-------- Отрывок текста
Вчера утром мне в сознание вторглась идея, такая сильная, пленительная, категоричная, что за пару суток она бесцеремонно обосновалась у меня, отвергла мои планы, настроения, нерешительность и завладела моим будущим. Она воспринимает меня как послушного партнера. И что хуже всего, она притащила с собой всю свою семью.
Стоило мне открыть дверь, как я уже был приговорен, теперь у меня нет выбора: я должен писать.
Что же это за идея? Некто в молодости не захотел спасти другого человека. Осознав гнусность своего поступка, преступник сожалеет о нем и радикально меняется. Двадцать лет спустя, когда он уже превратился в великодушного альтруиста, жертва разыскивает его. Но жертва также изменилась: страдание сделало ее злопамятной, сварливой, жестокой. Жизненный путь поменял этих двоих местами: жертва делается палачом, убийца ведет себя как добрый человек. Искупление встречается с проклятием… Что за этим последует?
Стоило мне записать эту идею, как заявились ее сестрицы. Тема эволюции людей в зависимости от сделанного ими выбора или перенесенных душевных травм добавила мне других историй.
К вечеру у меня их набралось уже восемь или девять. Радость такая, что я не чувствую усталости.
Я уже уверен: вот книга, которой суждено появиться на свет.
В противоположность общепринятому мнению, книга новелл — это настоящая книга, имеющая единую тему и единую форму. Хотя новеллы и обладают автономией, что позволяет читать их по отдельности, у меня они участвуют в глобальном проекте, имеющем свое начало, середину и конец.
Идея книги предшествует новеллам, она вызывает и создает новеллы в моем воображении.
Так были задуманы книги «Одетта Тульмонд» и «Мечтательница из Остенде».
Я не собираю букет из разрозненных цветов, я подбираю их к букету, уже существующему в моем воображении.
Иногда мне случается писать новеллы к какому-нибудь событию, случаю, в память о ком-то. Эти новеллы остаются разрозненными страницами. Если однажды я соберу их воедино, то назову этот сборник «Собранные новеллы». В отличие от книг новелл, задуманных как единое произведение, эти, будучи включены в том, тем не менее не будут представлять собой книгу.
«Отравительница»…
Как всегда, персонаж, которого рисует мое перо, меня заполонил. И вот я превратился в старую даму — мне не привыкать, — провинциальную серийную убийцу — придется попривыкнуть. И как только авторы романов ужасов ухитряются жить нормальной жизнью? Я опасаюсь за своих близких… Вот уже несколько дней я столь же порочен, как моя преступница, во мне уже нет ни капли милосердия, мысленно я убиваю людей и ликую при этом. На кухне вместо уксуса и растительного масла мне мерещатся флаконы с ядом, и, готовя соус, я грежу об ужасных вещах. Вчера вечером я подавал грибное фрикасе и испытал нечто вроде сожаления из-за того, что в нем не было ничего ядовитого.
----------------
-------- Исходные данные
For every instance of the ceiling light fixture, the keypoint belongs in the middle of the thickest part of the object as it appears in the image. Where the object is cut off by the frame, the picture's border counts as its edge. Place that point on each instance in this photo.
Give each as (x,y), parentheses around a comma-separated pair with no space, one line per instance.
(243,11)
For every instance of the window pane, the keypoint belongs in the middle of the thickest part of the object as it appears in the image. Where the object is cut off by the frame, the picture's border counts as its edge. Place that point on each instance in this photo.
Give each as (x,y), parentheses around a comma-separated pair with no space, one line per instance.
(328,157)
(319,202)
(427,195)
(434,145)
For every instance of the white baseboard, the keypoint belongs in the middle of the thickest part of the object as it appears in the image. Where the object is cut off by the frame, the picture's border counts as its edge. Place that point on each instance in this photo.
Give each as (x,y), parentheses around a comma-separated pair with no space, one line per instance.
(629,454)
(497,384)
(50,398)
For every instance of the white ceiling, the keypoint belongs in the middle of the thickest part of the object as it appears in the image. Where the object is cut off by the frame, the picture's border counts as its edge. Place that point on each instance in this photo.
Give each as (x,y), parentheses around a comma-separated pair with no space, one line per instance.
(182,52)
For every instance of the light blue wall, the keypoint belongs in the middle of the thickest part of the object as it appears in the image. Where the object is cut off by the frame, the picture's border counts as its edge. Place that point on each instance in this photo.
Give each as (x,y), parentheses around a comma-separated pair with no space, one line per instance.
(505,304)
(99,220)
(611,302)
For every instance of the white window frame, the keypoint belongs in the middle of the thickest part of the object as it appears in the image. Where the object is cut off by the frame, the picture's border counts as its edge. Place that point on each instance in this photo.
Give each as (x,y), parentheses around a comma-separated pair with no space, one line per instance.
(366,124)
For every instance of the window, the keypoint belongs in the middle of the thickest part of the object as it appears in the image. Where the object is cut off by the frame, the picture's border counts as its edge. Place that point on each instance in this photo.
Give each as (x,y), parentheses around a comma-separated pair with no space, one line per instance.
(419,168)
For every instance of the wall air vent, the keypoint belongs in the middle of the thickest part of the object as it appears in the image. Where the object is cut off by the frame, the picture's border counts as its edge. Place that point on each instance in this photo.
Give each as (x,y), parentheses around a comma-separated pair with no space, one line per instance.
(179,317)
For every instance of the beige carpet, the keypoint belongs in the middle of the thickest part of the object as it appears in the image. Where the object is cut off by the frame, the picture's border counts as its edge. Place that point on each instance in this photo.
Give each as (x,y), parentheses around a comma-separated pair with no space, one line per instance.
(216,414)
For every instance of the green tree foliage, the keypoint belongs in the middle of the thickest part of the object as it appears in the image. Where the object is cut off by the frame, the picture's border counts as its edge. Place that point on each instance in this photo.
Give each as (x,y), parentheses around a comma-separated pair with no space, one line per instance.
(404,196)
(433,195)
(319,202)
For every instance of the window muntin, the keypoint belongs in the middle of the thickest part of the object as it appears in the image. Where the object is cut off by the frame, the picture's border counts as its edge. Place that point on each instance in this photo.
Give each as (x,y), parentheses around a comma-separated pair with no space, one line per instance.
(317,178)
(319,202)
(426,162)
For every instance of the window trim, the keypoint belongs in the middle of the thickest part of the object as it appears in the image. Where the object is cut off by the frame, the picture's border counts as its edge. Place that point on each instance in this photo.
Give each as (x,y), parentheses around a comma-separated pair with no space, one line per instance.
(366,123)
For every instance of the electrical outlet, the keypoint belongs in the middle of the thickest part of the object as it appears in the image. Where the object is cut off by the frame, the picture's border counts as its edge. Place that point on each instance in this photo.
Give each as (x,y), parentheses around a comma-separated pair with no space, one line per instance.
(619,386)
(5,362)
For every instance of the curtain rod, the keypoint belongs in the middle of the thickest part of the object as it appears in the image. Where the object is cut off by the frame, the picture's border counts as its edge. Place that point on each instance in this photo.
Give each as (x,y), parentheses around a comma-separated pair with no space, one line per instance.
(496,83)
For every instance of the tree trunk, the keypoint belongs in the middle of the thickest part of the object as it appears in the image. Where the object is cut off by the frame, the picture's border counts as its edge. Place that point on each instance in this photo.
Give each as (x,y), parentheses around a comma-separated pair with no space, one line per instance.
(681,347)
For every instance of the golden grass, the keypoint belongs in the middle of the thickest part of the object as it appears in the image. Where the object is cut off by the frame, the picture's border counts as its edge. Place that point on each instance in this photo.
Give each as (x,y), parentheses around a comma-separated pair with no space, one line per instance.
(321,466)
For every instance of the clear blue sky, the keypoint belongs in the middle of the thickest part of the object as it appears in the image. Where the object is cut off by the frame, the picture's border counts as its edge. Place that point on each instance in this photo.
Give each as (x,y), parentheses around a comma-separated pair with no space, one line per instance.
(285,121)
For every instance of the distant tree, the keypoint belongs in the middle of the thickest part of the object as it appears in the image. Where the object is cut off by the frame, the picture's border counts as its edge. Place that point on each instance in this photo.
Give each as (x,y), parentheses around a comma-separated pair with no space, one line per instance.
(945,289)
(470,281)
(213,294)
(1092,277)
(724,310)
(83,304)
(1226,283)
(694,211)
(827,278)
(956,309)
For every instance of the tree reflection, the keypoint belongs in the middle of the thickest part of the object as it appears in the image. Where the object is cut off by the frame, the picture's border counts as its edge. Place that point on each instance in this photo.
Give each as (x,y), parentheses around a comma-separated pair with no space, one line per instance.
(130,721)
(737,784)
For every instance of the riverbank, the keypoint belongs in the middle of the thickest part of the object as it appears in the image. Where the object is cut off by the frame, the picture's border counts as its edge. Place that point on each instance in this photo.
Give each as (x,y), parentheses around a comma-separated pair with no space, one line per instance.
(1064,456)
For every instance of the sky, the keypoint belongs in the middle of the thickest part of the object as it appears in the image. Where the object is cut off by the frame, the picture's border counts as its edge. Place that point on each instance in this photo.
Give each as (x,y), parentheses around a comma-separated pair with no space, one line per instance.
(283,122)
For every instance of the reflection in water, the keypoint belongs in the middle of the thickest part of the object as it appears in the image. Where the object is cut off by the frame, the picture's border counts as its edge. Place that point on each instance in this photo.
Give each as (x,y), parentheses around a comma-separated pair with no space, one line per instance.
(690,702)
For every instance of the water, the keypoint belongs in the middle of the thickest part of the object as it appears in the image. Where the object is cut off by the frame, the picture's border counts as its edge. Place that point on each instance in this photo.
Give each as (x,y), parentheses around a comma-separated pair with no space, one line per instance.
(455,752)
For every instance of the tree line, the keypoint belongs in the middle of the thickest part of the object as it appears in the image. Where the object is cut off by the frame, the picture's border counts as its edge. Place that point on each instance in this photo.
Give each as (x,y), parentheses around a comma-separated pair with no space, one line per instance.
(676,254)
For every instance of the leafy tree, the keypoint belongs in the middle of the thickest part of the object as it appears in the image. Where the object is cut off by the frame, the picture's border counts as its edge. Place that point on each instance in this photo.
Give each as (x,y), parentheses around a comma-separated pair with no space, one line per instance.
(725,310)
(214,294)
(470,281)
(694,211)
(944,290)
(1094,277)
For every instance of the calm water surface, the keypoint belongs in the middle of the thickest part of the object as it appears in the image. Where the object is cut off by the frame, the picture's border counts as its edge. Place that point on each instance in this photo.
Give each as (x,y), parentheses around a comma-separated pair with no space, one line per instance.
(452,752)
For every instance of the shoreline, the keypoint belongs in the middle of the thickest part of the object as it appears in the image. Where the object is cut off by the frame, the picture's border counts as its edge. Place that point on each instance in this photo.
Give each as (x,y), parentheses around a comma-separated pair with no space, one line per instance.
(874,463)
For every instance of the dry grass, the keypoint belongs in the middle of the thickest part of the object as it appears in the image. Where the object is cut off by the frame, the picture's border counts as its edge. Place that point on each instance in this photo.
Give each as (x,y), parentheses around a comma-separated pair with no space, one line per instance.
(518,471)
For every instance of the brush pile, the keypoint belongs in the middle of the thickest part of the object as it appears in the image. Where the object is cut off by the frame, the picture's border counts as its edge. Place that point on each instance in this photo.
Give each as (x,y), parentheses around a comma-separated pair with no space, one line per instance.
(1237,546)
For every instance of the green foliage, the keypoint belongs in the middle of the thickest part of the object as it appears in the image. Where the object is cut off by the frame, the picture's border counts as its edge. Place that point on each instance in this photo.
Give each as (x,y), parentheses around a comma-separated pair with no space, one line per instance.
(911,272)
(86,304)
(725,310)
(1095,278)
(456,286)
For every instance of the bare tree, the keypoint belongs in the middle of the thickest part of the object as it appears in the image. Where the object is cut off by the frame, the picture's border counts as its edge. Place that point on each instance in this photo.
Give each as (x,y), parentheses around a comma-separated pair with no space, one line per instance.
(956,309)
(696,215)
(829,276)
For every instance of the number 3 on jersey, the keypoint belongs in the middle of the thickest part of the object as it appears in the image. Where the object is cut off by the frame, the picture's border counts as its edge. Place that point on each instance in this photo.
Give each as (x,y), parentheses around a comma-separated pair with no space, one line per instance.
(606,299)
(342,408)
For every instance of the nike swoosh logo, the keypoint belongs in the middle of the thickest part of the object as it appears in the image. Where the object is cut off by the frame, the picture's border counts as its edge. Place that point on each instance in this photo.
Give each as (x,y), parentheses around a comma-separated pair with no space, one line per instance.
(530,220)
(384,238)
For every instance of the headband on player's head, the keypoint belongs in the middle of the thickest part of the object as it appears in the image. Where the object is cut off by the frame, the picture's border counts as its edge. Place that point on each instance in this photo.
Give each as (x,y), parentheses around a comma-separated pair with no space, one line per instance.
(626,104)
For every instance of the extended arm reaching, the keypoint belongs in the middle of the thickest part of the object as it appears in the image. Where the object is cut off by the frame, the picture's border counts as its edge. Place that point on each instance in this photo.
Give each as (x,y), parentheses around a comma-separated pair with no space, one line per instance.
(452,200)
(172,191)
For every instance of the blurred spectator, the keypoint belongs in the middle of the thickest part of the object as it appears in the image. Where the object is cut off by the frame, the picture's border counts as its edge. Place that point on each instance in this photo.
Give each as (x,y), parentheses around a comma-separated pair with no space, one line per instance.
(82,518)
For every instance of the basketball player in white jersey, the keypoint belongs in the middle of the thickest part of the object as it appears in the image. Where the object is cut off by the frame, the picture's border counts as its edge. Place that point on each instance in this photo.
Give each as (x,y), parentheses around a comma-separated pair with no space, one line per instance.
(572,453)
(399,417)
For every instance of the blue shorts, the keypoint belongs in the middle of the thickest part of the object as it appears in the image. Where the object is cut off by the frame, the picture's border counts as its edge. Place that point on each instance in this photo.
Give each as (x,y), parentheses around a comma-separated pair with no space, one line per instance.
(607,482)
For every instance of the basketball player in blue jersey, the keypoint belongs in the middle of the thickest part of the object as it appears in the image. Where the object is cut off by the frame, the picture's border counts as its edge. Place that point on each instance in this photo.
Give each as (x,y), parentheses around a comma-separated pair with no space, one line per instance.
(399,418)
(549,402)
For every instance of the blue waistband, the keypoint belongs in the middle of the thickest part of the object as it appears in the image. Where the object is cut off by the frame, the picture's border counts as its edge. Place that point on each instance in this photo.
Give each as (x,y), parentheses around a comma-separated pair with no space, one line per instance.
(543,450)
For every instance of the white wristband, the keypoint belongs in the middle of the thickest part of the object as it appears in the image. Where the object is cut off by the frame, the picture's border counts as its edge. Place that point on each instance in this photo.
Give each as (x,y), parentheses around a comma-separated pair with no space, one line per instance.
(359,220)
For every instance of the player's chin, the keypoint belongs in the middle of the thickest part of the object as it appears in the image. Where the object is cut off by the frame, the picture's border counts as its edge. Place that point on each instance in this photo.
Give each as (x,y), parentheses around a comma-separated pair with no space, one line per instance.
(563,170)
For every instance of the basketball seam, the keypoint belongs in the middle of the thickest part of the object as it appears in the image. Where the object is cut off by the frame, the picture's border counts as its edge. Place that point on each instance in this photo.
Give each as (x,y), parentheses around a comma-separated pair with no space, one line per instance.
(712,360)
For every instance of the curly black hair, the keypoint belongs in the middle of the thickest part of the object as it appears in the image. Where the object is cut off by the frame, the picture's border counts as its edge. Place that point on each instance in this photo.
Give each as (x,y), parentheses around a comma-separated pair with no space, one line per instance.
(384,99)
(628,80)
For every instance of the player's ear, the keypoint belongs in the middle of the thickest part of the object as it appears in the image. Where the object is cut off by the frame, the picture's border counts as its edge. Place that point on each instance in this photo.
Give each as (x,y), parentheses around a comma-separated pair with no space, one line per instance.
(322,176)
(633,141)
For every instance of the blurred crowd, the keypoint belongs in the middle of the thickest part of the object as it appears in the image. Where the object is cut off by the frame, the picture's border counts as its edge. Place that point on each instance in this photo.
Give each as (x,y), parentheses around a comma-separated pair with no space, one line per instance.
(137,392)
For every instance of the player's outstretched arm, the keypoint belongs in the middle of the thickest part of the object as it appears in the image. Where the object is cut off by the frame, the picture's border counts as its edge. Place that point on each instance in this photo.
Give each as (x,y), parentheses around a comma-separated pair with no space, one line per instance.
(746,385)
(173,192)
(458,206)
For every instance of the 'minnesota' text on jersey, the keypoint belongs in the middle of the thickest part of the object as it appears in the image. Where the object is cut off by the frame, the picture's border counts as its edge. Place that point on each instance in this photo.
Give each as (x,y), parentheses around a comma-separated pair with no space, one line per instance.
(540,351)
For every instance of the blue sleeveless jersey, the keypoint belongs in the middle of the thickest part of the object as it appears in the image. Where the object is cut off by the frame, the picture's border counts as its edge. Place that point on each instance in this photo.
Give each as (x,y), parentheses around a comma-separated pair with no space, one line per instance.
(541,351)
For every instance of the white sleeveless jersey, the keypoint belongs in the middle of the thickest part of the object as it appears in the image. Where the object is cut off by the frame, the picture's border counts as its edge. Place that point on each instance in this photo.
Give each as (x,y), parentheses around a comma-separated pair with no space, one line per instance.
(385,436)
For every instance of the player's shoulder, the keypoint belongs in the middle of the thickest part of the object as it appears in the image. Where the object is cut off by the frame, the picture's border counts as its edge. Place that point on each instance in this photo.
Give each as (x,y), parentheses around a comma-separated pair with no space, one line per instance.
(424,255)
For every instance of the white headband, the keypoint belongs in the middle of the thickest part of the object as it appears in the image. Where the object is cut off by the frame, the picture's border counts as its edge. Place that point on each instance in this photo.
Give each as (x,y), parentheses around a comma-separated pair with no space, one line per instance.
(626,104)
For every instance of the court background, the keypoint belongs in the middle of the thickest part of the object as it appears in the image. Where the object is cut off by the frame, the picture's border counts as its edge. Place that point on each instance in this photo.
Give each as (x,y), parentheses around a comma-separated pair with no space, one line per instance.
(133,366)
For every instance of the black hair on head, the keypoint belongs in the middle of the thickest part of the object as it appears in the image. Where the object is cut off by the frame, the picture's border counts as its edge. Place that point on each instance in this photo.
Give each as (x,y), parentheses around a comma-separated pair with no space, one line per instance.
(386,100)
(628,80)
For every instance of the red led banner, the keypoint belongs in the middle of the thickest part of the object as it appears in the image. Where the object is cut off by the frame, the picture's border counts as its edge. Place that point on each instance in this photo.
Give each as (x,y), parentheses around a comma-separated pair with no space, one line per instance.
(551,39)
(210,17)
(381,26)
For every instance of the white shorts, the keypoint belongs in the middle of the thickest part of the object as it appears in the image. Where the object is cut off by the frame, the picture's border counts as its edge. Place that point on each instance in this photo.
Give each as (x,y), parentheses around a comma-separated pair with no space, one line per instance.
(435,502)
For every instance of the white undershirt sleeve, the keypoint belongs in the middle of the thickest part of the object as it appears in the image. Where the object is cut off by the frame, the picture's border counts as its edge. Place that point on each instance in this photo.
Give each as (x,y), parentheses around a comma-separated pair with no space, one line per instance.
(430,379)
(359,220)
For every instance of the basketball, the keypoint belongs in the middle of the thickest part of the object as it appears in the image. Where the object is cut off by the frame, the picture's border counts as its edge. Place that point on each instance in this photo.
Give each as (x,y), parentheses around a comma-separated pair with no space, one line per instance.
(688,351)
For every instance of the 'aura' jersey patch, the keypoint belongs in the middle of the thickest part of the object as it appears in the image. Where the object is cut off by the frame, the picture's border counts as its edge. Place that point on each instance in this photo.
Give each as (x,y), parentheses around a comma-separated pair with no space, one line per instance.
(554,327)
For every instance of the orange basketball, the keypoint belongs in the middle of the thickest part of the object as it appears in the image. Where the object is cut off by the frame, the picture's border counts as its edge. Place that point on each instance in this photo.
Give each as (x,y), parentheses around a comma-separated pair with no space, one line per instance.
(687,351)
----------------
Задания:
(A) Перескажите короче абзац, начинающийся словами «Что же это за идея?», из отрывка о замысле книги новелл, сохранив его главные факты.
(B) Замените в записях «orange» на «brown» и приведите строки от той, где стоит «For every instance of the 'aura'», до конца записей, больше ничего не меняя.
Текст и записи никак не связаны друг с другом.

Ответы по порядку:
(A) Идея такова: в молодости человек отказался спасти другого. Поняв низость своего поступка, он раскаялся и полностью изменился. Через двадцать лет, когда он уже стал великодушным альтруистом, его разыскивает жертва. Страдание сделало ее злопамятной, сварливой и жестокой. Жизнь поменяла их местами: жертва становится палачом, а убийца ведет себя как добрый человек. Искупление встречается с проклятием, и остается вопрос, что за этим последует.

(B)
For every instance of the 'aura' jersey patch, the keypoint belongs in the middle of the thickest part of the object as it appears in the image. Where the object is cut off by the frame, the picture's border counts as its edge. Place that point on each instance in this photo.
Give each as (x,y), parentheses around a comma-separated pair with no space, one line per instance.
(554,327)
For every instance of the brown basketball, the keypoint belongs in the middle of the thickest part of the object as it appears in the image. Where the object is cut off by the frame, the picture's border counts as its edge. Place that point on each instance in this photo.
Give each as (x,y), parentheses around a comma-separated pair with no space, one line per instance.
(687,351)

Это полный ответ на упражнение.